### DOCUMENT EXCERPT
Using Terraform to Deploy Templates to VMs in Proxmox

In this post I am going to provide the code necessary and instructions to deploy multiple VMs into a single Proxmox node in your cluster. You can copy and paste the code into your own new files or you can clone my Git repository here. Make sure that you edit the files to match your environment.

This is another post that was inspired by Austin at AustinsNerdyThings.com … Thanks Austin.

Terraform is an IaC (Infrastructure as Code) tool that is fairly well the de facto standard for IaC deployments. It is very light weight and uses TF files written in HCL (Hashicorp Configuration Language) which is a JSON variant and not impossible to learn as needed. To learn this one on the fly I recommend brushing up on the terminology, products, and capabilities. Once you know that then you know how to search for your answers.

Without further ado … let’s get to playing. There are a total of 3 files you are going to need to create if you aren’t cloning my repository.

  • variables.tf
  • provider.tf
  • main.tf

Truthfully, you can have all of these in a single file or any names you would like. The only requirement is that they end with .tf and they all reside in the same directory. Terraform compiles all .tf files in a directory to create a single .tf in memory. How you name them or how you separate things is completely up to you. The key is consistency across the board. Consistency thwarts confusion and could save future you a ton of time researching what you did or how you did it.

The first file is variables.tf below. This file contains all variables that are used for the plan and can be used anywhere in the plan. Terraform supports several different variable types for input and output. See here for more information.

variables.tf

variable "pm_user" {
  description = "The username for the proxmox user"
  type        = string
  sensitive   = false
  default     = "YOUR-PM-USER"

}
variable "pm_password" {
  description = "The password for the proxmox user"
  type        = string
  sensitive   = true
  default     = "YOUR-PM-PASSWORD"
}

variable "pm_tls_insecure" {
  description = "Set to true to ignore certificate errors"
  type        = bool
  default     = true
}

variable "pm_host" {
  description = "The hostname or IP of the proxmox server"
  type        = string
  default     = "YOUR-PM-HOST"
}

variable "pm_node_name" {
  description = "name of the proxmox node to create the VMs on"
  type        = string
  default     = "YOUR-PM-NODENAME"
}

variable "pvt_key" {
  description = "private key file"
  type        = string
  default     = "none"
}

variable "num_masters" {
  description = "Enter the number of Master VMs you want"
  default = X
}

variable "num_masters_mem" {
  description = "Enter the value for the amount of RAM for your masters. ie. 4096"
  default = "XXXX"
}

variable "master_disk_size" {
  description = "Enter the size of your Master node disks ie. 80G"
  type        = string
  default     = "YOUR-MASTER-DISK-SIZE"
}

variable "master_disk_type" {
  description = "What interface type are you using? ie. scsi"
######
### RECORDS
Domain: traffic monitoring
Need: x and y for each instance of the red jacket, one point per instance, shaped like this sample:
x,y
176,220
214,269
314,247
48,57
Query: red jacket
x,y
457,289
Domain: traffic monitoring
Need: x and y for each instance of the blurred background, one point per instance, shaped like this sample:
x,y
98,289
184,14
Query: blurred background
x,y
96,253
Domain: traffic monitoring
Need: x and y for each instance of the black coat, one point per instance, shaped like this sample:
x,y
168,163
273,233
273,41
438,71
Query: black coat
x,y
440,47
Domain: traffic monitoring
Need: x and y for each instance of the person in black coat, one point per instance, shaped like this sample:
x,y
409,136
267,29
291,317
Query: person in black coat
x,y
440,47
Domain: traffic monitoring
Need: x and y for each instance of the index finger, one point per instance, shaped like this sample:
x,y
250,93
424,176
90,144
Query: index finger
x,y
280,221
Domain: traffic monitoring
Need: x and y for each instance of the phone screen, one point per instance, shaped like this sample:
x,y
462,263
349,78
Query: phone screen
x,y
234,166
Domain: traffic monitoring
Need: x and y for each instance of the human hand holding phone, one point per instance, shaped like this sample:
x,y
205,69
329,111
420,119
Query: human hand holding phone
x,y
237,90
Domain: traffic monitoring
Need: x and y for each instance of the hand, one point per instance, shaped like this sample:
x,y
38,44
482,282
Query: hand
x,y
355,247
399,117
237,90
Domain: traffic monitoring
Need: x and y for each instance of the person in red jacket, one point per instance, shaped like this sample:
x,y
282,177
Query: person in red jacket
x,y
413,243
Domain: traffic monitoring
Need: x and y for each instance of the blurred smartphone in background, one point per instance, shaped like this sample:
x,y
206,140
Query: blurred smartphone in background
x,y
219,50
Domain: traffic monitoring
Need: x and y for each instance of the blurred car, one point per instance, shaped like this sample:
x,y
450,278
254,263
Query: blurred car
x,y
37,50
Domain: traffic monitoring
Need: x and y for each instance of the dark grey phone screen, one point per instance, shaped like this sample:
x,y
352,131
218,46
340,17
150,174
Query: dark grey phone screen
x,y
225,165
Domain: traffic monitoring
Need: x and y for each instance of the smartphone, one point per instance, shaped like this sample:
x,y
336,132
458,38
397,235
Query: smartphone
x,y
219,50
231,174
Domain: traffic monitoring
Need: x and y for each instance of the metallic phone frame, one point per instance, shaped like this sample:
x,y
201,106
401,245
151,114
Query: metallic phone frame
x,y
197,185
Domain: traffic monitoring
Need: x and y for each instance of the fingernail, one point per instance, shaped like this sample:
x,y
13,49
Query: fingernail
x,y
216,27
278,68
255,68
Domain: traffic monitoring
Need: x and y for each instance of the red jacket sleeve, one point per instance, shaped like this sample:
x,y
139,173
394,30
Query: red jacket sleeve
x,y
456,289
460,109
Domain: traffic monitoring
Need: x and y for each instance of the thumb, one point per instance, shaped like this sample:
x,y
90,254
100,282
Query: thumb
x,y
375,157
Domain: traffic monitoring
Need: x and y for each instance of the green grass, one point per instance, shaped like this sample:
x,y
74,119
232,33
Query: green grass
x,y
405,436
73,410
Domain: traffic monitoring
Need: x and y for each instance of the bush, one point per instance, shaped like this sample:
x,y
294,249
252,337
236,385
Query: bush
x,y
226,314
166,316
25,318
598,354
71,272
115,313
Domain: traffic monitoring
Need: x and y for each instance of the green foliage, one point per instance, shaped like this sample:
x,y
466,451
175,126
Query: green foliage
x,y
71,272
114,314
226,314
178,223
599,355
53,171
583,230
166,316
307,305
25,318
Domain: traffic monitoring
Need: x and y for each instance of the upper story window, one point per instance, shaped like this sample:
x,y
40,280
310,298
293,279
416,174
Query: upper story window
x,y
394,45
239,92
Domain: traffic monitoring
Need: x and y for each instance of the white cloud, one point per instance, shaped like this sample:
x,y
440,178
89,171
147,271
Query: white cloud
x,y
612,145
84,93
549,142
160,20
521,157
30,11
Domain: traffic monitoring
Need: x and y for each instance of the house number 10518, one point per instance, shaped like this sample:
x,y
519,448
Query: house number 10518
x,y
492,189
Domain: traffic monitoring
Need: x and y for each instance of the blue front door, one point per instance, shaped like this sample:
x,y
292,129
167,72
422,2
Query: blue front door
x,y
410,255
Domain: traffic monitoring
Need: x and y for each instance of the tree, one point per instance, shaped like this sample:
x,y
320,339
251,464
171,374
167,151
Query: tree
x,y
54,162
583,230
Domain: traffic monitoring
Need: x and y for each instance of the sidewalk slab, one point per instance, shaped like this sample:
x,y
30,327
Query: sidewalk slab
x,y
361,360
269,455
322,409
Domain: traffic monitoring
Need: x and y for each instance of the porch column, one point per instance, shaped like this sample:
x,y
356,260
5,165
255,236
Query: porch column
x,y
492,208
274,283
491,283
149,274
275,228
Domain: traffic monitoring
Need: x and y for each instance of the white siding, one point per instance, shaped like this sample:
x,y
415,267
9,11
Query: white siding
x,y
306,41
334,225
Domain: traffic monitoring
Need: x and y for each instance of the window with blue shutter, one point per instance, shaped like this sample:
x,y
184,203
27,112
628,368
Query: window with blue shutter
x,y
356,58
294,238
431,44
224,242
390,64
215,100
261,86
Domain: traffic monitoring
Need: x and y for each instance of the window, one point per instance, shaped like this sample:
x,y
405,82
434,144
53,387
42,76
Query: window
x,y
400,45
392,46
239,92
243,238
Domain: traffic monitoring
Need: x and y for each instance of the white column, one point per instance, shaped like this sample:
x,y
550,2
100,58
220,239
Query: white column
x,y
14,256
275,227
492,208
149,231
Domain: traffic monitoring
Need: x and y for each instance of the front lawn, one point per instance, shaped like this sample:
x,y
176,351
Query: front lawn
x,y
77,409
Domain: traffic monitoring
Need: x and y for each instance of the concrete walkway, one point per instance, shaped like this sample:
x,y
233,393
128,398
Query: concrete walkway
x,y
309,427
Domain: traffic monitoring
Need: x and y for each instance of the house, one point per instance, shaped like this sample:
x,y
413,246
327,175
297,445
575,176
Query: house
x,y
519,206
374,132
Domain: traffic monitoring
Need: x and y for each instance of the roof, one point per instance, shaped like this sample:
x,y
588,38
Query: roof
######
- EXERCISE OBJECTIVE:
Write the next part of the post on deploying Proxmox VMs with Terraform, starting where it stops.

- RESPONSE:
  type        = string
  default     = "YOUR-MASTER-DISK-SIZE"
}

variable "master_disk_location" {
  description = "Where do you want to store the disk on your host? ie. zfs-mirror, local, local-lvm, etc."
  type        = string
  default     = "YOUR-MASTER-DISK-LOCATION"
}

variable "num_nodes" {
  description = "Enter the number of VMs you want for worker nodes."
  default = X
}

variable "num_nodes_mem" {
  description = "Enter the value for the amount of RAM for your worker nodes. ie. 2048"
  default = "xxxx"
}

variable "node_disk_size" {
  description = "Enter the size of your Master node disks ie. 80G"
  type        = string
  default     = "YOUR-NODE-DISK-SIZE"
}

variable "node_disk_type" {
  description = "What interface type are you using? ie. scsi"
  type        = string
  default     = "YOUR-NODE-DISK-SIZE"
}

variable "node_disk_location" {
  description = "Where do you want to store the disk on your host? ie. zfs-mirror, local, local-lvm, etc."
  type        = string
  default     = "YOUR-NODE-DISK-LOCATION"
}

variable "template_vm_name" {
  description = "Name of the template VM"
  type        = string
  default     = "YOUR-PM-VM-TEMPLATE-NAME"
}

variable "master_ips" {
  description = "List of ip addresses for master nodes"
  type        = list(string)
  default     = [
    "a.a.a.a",
    "b.b.b.b",
    "c.c.c.c",
  ]
}

variable "worker_ips" {
  description = "List of ip addresses for worker nodes"
  type        = list(string)
  default     = [  
    "m.m.m.m",
    "n.n.n.n",
    "o.o.o.o",
    "p.p.p.p",
    "q.q.q.q",
  ]
}

variable "networkrange" {
  description = "Enter as 8,16,22,24,etc. hint: 10.0.0.0/8"
  default = YOUR-NET-NUM
}

variable "gateway" {
  description = "Enter your network gateway."
  default = "YOUR-GATEWAY"
}

I have made sure that each variable description makes sense for what you need to input. For the IP variables you will want to make sure to replace the placeholders with legit IPs that are available on your environment. The number of IP entries in each variable definition is directly related to the number of master and worker nodes you define.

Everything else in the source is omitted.